:: Excerpted passage ::
——

Broad-winged hawks are carnivores. The types of food they eat depends on the time of year and consists of whichever insects, amphibians, reptiles, mammals (ranging from mice to small rabbits), and birds (up to the size of grouse and New World quails) are available at any given time. During the summer or nesting season the parents and ultimately their chicks eat small animals such as chipmunks, shrews, and voles, frogs, lizards, and sometimes even other nesting birds like cardinals, as well as sick or injured birds. In the winter, they have been observed feeding on insects (such as grasshoppers, dragonflies, and saturniid moth caterpillars), frogs, lizards, snakes, crabs, earthworms, and small mammals. To catch their prey, broad-winged hawks watch from low branches, hiding in the foliage, until a target is spotted. From their roost they do a short, fast glide to capture the prey. They give special attention to preparing their food for consumption, skinning frogs and snakes and plucking prey birds' feathers. Most small mammals, though, are eaten whole. They rarely drink water and are able to survive solely with the water present in their prey.

===Reproduction===
These birds have only one mate during the breeding season, possibly because the male also helps a small amount with the rearing of the chicks. They breed between April and August, starting when they reach sexual maturity at about two years old.

To attract and court females, the males perform a courtship display flight including cartwheels, dives, and other aerial acrobatics. Birds meet in the air, hook their feet together and spiral down together. They also compete and fight with other males for the chance to mate with a female. If one of the males is successful, the mating pair has only one brood that season, consisting of one to four eggs.

Both the male and female build the nest out of sticks and twigs in a deciduous tree. Once laid, the brown-spotted eggs are typically 49 × 39 mm and weigh about 42 g. The female then develops a brood patch and incubates the eggs for 28 days or longer before they hatch.

——

:: Exercise instructions ::
a – In the broad-winged hawk passage, how long does the female incubate the eggs?
b – Name every insect that the broad-winged hawk passage says these birds have been seen eating in winter.
c – Write the next part of the broad-winged hawk passage, picking up after its last sentence.

Source records:
——

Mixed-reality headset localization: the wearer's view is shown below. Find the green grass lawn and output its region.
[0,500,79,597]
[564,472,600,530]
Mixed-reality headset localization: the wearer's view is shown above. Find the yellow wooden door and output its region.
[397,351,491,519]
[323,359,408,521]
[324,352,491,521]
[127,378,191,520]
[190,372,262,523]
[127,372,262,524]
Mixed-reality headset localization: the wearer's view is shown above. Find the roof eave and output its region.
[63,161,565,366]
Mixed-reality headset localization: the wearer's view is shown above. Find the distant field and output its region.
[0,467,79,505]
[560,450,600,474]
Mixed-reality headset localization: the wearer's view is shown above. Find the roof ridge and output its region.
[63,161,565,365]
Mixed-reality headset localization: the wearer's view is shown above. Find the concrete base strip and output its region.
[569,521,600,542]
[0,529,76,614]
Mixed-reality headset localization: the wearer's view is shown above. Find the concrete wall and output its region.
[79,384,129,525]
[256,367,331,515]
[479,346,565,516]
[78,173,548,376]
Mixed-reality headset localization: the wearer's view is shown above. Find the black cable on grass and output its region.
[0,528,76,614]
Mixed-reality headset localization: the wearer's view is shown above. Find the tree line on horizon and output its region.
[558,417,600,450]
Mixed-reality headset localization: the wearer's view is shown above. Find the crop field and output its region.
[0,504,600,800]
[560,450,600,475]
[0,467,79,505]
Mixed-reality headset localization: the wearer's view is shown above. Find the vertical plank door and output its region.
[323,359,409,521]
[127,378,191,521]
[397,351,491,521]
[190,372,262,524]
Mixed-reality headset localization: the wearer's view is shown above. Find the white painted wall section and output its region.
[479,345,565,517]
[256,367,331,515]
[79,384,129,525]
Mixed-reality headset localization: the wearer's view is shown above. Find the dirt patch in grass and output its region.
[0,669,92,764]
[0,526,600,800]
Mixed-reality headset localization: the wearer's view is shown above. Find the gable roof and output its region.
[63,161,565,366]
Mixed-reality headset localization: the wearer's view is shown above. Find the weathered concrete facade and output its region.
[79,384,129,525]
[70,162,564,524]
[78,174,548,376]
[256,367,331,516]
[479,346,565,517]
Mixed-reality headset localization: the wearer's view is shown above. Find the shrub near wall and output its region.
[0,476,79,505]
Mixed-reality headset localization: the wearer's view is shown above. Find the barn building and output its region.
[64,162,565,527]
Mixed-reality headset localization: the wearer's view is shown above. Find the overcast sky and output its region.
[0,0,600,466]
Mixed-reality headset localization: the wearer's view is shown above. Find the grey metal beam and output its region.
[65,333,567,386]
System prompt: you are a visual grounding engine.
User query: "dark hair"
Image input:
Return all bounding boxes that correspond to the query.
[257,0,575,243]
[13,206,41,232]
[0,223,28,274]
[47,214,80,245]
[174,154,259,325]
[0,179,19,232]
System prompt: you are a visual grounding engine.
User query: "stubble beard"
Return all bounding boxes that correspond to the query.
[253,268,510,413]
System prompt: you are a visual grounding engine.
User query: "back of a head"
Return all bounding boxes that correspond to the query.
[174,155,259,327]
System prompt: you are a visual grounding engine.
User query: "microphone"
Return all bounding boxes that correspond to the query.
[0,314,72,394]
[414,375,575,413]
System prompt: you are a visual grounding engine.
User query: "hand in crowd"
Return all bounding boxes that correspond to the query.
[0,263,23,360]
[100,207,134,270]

——

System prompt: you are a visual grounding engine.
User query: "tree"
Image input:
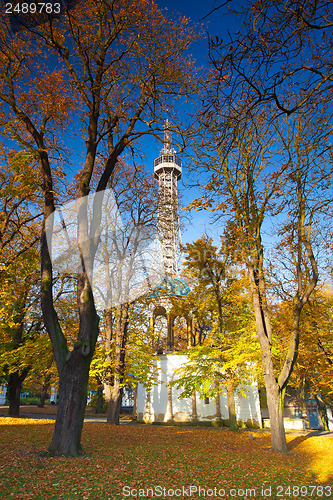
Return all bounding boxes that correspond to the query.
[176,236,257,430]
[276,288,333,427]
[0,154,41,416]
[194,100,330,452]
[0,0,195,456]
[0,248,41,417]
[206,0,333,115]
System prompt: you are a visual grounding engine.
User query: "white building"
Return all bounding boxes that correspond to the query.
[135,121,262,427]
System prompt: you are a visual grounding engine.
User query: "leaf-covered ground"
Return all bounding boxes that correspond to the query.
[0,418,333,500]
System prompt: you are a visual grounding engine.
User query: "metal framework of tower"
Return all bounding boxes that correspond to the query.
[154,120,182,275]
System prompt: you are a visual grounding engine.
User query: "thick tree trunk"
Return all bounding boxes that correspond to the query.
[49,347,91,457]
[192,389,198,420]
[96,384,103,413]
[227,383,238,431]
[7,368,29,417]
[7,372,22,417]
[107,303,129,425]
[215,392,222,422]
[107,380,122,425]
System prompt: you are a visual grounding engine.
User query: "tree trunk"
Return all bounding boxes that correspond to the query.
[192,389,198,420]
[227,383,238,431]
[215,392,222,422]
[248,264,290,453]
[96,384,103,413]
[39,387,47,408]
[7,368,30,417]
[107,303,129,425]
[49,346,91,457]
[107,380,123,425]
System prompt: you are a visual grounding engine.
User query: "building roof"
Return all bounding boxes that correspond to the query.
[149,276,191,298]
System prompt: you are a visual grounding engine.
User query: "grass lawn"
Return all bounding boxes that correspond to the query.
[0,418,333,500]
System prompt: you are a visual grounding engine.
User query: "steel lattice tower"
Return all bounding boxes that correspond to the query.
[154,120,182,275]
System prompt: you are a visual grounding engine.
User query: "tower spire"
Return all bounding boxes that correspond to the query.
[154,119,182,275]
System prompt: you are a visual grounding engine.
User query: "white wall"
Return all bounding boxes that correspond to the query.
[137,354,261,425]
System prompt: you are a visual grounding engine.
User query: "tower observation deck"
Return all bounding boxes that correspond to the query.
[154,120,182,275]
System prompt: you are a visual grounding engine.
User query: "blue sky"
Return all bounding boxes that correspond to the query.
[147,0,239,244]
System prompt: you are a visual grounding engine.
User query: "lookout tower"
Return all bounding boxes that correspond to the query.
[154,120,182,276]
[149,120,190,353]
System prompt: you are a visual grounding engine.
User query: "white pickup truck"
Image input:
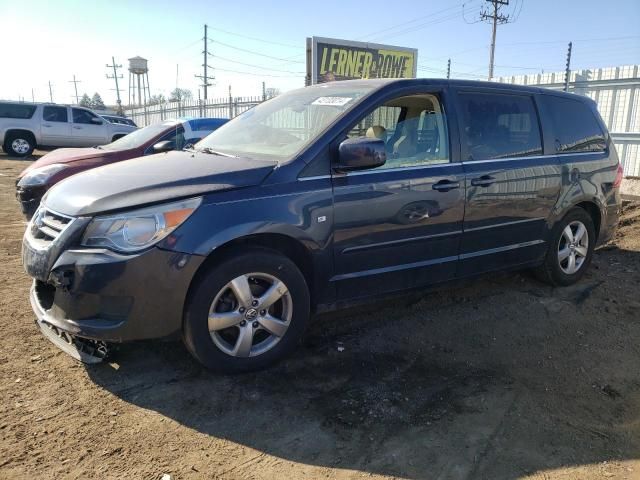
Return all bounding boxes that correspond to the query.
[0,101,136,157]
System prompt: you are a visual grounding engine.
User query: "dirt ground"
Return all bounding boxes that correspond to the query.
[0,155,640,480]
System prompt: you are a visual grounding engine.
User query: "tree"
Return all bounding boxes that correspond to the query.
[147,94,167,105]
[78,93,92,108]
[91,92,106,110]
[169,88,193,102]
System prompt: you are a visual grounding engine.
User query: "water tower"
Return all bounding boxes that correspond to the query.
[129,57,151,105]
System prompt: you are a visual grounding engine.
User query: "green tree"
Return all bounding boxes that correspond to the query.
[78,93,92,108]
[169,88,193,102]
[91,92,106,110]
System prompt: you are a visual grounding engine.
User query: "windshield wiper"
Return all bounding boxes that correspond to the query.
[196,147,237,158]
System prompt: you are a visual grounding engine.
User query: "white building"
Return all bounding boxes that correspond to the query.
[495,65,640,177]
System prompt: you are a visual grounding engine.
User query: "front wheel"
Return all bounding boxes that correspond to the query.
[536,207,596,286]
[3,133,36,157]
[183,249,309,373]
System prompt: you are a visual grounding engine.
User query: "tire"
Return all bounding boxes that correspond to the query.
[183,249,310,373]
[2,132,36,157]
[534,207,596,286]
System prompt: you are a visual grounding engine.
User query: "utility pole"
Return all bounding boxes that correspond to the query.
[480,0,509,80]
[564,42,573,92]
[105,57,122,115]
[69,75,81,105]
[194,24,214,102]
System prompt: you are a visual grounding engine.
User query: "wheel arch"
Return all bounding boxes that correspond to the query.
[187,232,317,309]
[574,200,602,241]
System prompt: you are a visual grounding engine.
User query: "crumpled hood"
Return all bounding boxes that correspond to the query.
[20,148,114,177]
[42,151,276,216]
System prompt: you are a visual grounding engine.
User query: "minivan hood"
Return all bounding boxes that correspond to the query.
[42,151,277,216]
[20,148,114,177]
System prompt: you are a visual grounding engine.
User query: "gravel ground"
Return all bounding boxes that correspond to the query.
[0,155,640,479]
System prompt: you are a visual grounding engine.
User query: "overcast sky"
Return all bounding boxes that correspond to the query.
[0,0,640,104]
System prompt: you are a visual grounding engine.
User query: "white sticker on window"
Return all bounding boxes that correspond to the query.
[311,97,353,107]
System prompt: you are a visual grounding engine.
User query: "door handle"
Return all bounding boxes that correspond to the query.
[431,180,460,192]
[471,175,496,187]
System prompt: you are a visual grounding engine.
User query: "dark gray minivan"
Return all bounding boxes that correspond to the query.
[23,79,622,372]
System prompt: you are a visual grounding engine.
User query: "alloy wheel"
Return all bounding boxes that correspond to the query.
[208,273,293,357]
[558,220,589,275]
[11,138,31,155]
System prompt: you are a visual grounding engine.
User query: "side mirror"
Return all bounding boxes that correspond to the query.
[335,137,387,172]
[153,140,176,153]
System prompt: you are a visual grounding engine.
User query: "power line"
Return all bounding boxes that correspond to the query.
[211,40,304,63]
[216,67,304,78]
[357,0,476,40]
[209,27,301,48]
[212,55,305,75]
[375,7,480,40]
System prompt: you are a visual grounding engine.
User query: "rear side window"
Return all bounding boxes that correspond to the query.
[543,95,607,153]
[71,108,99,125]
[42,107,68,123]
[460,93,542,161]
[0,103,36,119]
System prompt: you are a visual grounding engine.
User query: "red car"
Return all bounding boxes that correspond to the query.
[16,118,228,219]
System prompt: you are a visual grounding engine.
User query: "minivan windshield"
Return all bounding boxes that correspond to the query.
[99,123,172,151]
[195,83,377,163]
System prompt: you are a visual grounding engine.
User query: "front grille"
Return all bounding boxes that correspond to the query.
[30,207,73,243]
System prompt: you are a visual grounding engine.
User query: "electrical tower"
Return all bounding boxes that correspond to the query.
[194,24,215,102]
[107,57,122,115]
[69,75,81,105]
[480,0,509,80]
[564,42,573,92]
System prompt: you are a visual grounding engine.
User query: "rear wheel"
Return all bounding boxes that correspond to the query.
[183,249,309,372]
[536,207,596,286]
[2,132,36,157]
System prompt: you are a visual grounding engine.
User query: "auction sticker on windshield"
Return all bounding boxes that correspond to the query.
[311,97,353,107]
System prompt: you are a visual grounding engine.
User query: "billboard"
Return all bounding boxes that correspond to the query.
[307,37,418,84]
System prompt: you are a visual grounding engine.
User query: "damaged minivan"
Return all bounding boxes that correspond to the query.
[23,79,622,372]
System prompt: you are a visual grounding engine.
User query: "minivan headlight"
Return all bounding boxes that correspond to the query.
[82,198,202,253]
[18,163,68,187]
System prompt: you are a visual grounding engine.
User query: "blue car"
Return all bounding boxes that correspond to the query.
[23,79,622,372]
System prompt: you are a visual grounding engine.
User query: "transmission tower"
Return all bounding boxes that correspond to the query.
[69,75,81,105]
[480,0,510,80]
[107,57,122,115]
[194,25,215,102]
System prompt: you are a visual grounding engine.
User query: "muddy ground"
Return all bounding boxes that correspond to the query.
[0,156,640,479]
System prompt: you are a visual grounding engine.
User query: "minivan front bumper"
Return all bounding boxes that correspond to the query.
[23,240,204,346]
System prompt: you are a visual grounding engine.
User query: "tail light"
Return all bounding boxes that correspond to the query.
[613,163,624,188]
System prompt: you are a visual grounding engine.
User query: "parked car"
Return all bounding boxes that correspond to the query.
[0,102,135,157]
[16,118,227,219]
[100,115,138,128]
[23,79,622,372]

——

:: Task-by-task results ::
a – 28 days or longer.

b – Grasshoppers, dragonflies, and saturniid moth caterpillars.

c –
The hatchlings will appear semialtricial, incapable of any complex coordination, but have open eyes and are covered in down feathers. Chicks have rapid body growth until they are almost at adult body size, when they are capable of walking, flying, and eating without parental help. While in the nest, the female gives most of the parental care, protecting and providing food for the chicks. The male may provide some food for the female and offspring, but his visits are short lived.

Once a prey item is obtained for the nest, the female tears off pieces and feeds the chicks until they are able to rip meat off on their own. Often, the chicks fight for possession of the offered morsel, the younger ones usually losing and not getting enough.

Broad-winged hawks protect their nests in a show of aggression (i.e. diving and chasing) towards any suspected threat, but they generally do not make physical contact. Predators of eggs and nestlings include raccoons, crows, porcupines, and American black bears. Adults have been known to fall to red-tailed hawks, great horned owls, bald eagles, and golden eagles. The hatchlings need 5–6 weeks before they are able to leave the nest. Some young, even after that time, remain in the area of the nest for several weeks more.

In Puerto Rico, broad-winged hawks may be eaten by some growth stage of invasive boa constrictors.